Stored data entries
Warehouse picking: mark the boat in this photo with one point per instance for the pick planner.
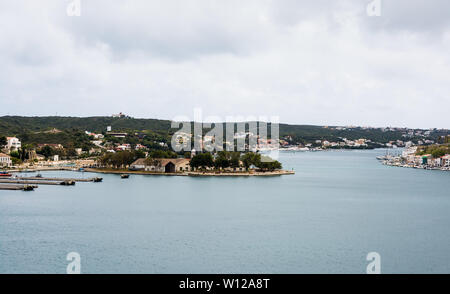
(5, 174)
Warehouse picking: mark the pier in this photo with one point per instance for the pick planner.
(18, 187)
(19, 181)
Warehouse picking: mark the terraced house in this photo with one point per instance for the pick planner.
(162, 165)
(5, 160)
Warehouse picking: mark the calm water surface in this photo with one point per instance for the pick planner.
(339, 206)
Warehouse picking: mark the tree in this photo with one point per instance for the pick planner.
(3, 141)
(251, 158)
(235, 159)
(202, 160)
(268, 164)
(222, 160)
(47, 151)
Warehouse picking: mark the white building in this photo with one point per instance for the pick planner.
(5, 160)
(13, 144)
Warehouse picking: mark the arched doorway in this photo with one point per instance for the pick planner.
(169, 168)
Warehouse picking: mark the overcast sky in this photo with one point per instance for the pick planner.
(308, 62)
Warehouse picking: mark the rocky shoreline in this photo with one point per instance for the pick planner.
(195, 174)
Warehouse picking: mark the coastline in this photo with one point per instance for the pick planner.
(194, 174)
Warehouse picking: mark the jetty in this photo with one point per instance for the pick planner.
(31, 182)
(95, 179)
(18, 187)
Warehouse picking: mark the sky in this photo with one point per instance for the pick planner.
(321, 62)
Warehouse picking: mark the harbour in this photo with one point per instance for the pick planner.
(337, 207)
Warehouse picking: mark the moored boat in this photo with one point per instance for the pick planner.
(5, 174)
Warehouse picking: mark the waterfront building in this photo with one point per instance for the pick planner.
(5, 160)
(55, 146)
(13, 144)
(164, 165)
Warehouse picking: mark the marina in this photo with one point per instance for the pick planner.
(18, 187)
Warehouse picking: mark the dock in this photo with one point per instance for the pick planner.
(95, 180)
(43, 182)
(18, 187)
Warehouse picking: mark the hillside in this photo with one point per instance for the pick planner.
(35, 129)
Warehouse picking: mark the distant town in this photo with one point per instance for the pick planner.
(123, 143)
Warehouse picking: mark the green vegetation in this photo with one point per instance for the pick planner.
(151, 131)
(3, 142)
(226, 159)
(202, 160)
(435, 150)
(119, 159)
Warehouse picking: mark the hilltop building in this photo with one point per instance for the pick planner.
(13, 144)
(163, 165)
(5, 160)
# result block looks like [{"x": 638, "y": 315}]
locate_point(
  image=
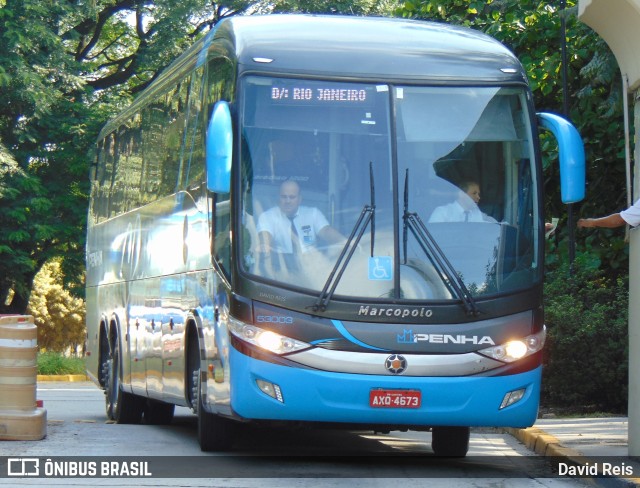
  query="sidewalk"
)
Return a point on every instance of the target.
[{"x": 587, "y": 443}]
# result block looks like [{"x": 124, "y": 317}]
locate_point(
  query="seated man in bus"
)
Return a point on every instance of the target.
[
  {"x": 464, "y": 208},
  {"x": 292, "y": 229}
]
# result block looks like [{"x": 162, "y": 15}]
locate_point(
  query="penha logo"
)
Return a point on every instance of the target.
[{"x": 408, "y": 337}]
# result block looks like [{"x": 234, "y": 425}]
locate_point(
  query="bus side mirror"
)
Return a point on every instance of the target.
[
  {"x": 572, "y": 161},
  {"x": 219, "y": 149}
]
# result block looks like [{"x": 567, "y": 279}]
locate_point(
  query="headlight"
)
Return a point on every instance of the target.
[
  {"x": 517, "y": 349},
  {"x": 265, "y": 339}
]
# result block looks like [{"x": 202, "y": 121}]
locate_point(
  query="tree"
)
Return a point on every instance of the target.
[
  {"x": 59, "y": 316},
  {"x": 531, "y": 29}
]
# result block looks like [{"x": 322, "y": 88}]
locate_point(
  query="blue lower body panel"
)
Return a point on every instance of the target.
[{"x": 321, "y": 396}]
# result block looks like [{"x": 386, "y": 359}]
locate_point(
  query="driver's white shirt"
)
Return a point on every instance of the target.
[{"x": 309, "y": 221}]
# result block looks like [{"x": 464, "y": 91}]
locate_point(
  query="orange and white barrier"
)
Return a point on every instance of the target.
[{"x": 20, "y": 416}]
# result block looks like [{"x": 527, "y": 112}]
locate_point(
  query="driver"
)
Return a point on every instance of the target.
[{"x": 291, "y": 228}]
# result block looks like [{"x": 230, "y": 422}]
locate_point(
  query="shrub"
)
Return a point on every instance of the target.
[
  {"x": 51, "y": 363},
  {"x": 586, "y": 357}
]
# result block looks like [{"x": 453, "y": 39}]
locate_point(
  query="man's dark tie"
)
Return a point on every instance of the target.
[{"x": 295, "y": 242}]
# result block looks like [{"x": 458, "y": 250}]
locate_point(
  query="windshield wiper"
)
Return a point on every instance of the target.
[
  {"x": 367, "y": 215},
  {"x": 449, "y": 275}
]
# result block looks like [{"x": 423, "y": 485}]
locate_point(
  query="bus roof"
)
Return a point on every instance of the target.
[
  {"x": 347, "y": 47},
  {"x": 370, "y": 47}
]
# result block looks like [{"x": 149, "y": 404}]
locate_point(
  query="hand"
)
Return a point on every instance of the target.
[{"x": 582, "y": 223}]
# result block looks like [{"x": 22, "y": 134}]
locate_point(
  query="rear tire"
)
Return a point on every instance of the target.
[
  {"x": 121, "y": 407},
  {"x": 450, "y": 441}
]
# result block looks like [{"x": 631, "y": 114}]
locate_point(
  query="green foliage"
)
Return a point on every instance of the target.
[
  {"x": 53, "y": 363},
  {"x": 586, "y": 355}
]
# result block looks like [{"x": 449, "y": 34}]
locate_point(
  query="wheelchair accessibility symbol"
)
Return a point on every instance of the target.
[{"x": 380, "y": 268}]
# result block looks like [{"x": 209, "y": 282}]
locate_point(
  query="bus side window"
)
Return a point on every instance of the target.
[{"x": 222, "y": 231}]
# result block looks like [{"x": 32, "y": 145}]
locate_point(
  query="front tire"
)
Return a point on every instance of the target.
[
  {"x": 215, "y": 433},
  {"x": 121, "y": 407}
]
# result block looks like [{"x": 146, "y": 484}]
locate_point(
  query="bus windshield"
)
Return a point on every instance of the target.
[{"x": 446, "y": 175}]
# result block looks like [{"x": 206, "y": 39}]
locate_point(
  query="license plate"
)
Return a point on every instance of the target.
[{"x": 380, "y": 398}]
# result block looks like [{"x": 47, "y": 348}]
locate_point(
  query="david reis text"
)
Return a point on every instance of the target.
[{"x": 595, "y": 469}]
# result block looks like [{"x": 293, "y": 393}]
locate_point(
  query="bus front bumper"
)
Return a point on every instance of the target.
[{"x": 262, "y": 390}]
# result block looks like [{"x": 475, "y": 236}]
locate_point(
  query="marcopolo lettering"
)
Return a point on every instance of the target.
[{"x": 399, "y": 312}]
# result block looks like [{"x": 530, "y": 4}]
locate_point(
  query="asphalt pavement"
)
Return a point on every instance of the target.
[{"x": 593, "y": 449}]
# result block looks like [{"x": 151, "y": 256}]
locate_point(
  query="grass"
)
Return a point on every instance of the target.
[{"x": 52, "y": 363}]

**WHAT THE TASK REQUIRES:** Copy the listing exactly. Any image in it stays out of the copy.

**ANSWER TO THE TASK:**
Warehouse picking: mark the boat in this photo with one point per instance for the pick planner.
(5, 174)
Warehouse picking: mark the pier in this photo with one point per instance for the pick planner.
(18, 187)
(19, 181)
Warehouse picking: mark the terraced house in this photo with one point per instance for the pick planner.
(162, 165)
(5, 160)
Warehouse picking: mark the calm water surface in this photo with one point per instance for the pick planner.
(339, 206)
Warehouse picking: mark the tree in this photo with one point per instance for the pick planner.
(3, 141)
(251, 158)
(235, 159)
(202, 160)
(268, 164)
(222, 160)
(47, 151)
Warehouse picking: mark the white building in this photo with one point per instance for the pick planner.
(5, 160)
(13, 144)
Warehouse picking: mark the arched doorway in this photo with one point per instance for the pick planner.
(169, 168)
Warehouse picking: mark the overcast sky in this photo with one point per instance for the pick planner.
(308, 62)
Warehouse picking: mark the rocky shoreline in this photo with one point per instance for the pick planner.
(195, 174)
Warehouse picking: mark the coastline in this photo with one point per instance for the pick planner.
(194, 174)
Warehouse picking: mark the jetty in this photo with one point per instance for the pick planner.
(31, 182)
(95, 179)
(18, 187)
Warehouse picking: mark the sky in this photo with one point per instance for the pick planner.
(321, 62)
Warehouse picking: mark the harbour in this photo with one point per instance for the pick planner.
(337, 207)
Warehouse picking: mark the moored boat in this photo with one point per instance for the pick planner.
(5, 174)
Warehouse picking: mark the waterfront building in this photo with one point per instance for the pick planner.
(5, 160)
(55, 146)
(13, 144)
(164, 165)
Warehouse picking: mark the marina in this photo with one point per instance for the pick planner.
(18, 187)
Warehouse picking: mark the dock in this photo with one point per instance for the pick planner.
(95, 180)
(43, 182)
(18, 187)
Warehouse picking: mark the hillside in this photo with one point per instance for the pick planner.
(35, 129)
Warehouse picking: mark the distant town in this photo with one point per instance for the pick planner.
(123, 143)
Warehouse picking: mark the green vegetation in this photo with one point per instance for the pick planner.
(151, 131)
(3, 142)
(226, 159)
(202, 160)
(435, 150)
(119, 159)
Warehouse picking: mark the hilltop building in this photo with one point per instance for the pick planner.
(13, 144)
(163, 165)
(5, 160)
# result block looks like [{"x": 638, "y": 315}]
locate_point(
  image=
  query="sidewalk"
)
Return a point on every instance of the target.
[{"x": 587, "y": 443}]
# result block looks like [{"x": 124, "y": 317}]
locate_point(
  query="seated man in bus"
)
Return a point on every instance of the target.
[
  {"x": 464, "y": 208},
  {"x": 292, "y": 229}
]
# result block looks like [{"x": 162, "y": 15}]
locate_point(
  query="penha logo"
)
Return a point on every instance of the target.
[{"x": 408, "y": 337}]
# result block looks like [{"x": 234, "y": 425}]
locate_point(
  query="bus side mirror"
)
Return a point on every instance of the target.
[
  {"x": 572, "y": 161},
  {"x": 219, "y": 149}
]
# result block looks like [{"x": 567, "y": 279}]
locate_point(
  query="headlight"
)
Return a point on every instance of the target.
[
  {"x": 517, "y": 349},
  {"x": 265, "y": 339}
]
# result block looks like [{"x": 202, "y": 121}]
locate_point(
  query="tree"
)
Return a point on every instance of the target.
[
  {"x": 59, "y": 316},
  {"x": 531, "y": 29}
]
# result block looks like [{"x": 322, "y": 88}]
locate_point(
  query="blue lower body panel"
)
Return a point on every instance of the target.
[{"x": 321, "y": 396}]
# result block looks like [{"x": 386, "y": 359}]
locate_point(
  query="driver's white shirt"
)
Return a point on every instance of the target.
[{"x": 309, "y": 221}]
# result block looks like [{"x": 464, "y": 91}]
locate_point(
  query="orange and white barrier"
)
Return a point on every instance of the target.
[{"x": 20, "y": 416}]
# result block looks like [{"x": 527, "y": 112}]
locate_point(
  query="driver"
)
Return a point on every instance of the target.
[{"x": 291, "y": 228}]
# result block looks like [{"x": 230, "y": 422}]
locate_point(
  query="shrub"
)
Return a point on every instance of the target.
[
  {"x": 51, "y": 363},
  {"x": 586, "y": 357}
]
# result block looks like [{"x": 453, "y": 39}]
locate_point(
  query="man's dark tie"
)
Return a point on every instance of the target.
[{"x": 295, "y": 242}]
# result block looks like [{"x": 458, "y": 250}]
locate_point(
  query="windshield wiper"
)
Return a point on every instance of the target.
[
  {"x": 367, "y": 215},
  {"x": 449, "y": 275}
]
# result block looks like [{"x": 423, "y": 485}]
locate_point(
  query="bus roof"
)
Return a point on every instance of the target.
[
  {"x": 347, "y": 47},
  {"x": 370, "y": 47}
]
# result block looks like [{"x": 149, "y": 404}]
locate_point(
  query="hand"
)
Return a point on every instance of the target.
[{"x": 582, "y": 223}]
# result block looks like [{"x": 22, "y": 134}]
locate_point(
  query="rear tire"
)
Return a point on every instance of the target.
[
  {"x": 121, "y": 407},
  {"x": 450, "y": 441}
]
# result block looks like [{"x": 631, "y": 114}]
locate_point(
  query="green foliage"
)
Return a point on every instance of the target.
[
  {"x": 53, "y": 363},
  {"x": 586, "y": 355}
]
# result block looks like [{"x": 449, "y": 34}]
locate_point(
  query="wheelchair accessibility symbol"
)
Return a point on every instance of the target.
[{"x": 380, "y": 268}]
# result block looks like [{"x": 209, "y": 282}]
locate_point(
  query="bus side window"
)
Return a point on every instance of the target.
[{"x": 222, "y": 231}]
# result block looks like [{"x": 32, "y": 145}]
locate_point(
  query="front tire"
)
Return a point on every instance of the target.
[
  {"x": 215, "y": 433},
  {"x": 121, "y": 407}
]
# result block looks like [{"x": 146, "y": 484}]
locate_point(
  query="bus windshield"
)
Return a point on every instance of the target.
[{"x": 446, "y": 175}]
# result block looks like [{"x": 206, "y": 39}]
locate_point(
  query="license plate"
)
Return a point on every instance of the target.
[{"x": 380, "y": 398}]
# result block looks like [{"x": 47, "y": 348}]
locate_point(
  query="david reis text"
)
Return a point on every instance of the target.
[{"x": 595, "y": 469}]
# result block looks like [{"x": 293, "y": 393}]
locate_point(
  query="bus front bumper"
)
Return a point on every instance of the target.
[{"x": 262, "y": 390}]
# result block looks like [{"x": 475, "y": 236}]
locate_point(
  query="marcopolo lettering"
)
Return a point on every instance of the target.
[{"x": 399, "y": 312}]
# result block looks like [{"x": 530, "y": 4}]
locate_point(
  query="asphalt pavement"
)
Return a point on every instance of the target.
[{"x": 593, "y": 449}]
# result block looks like [{"x": 151, "y": 256}]
locate_point(
  query="grass"
)
Return a point on every instance of the target.
[{"x": 52, "y": 363}]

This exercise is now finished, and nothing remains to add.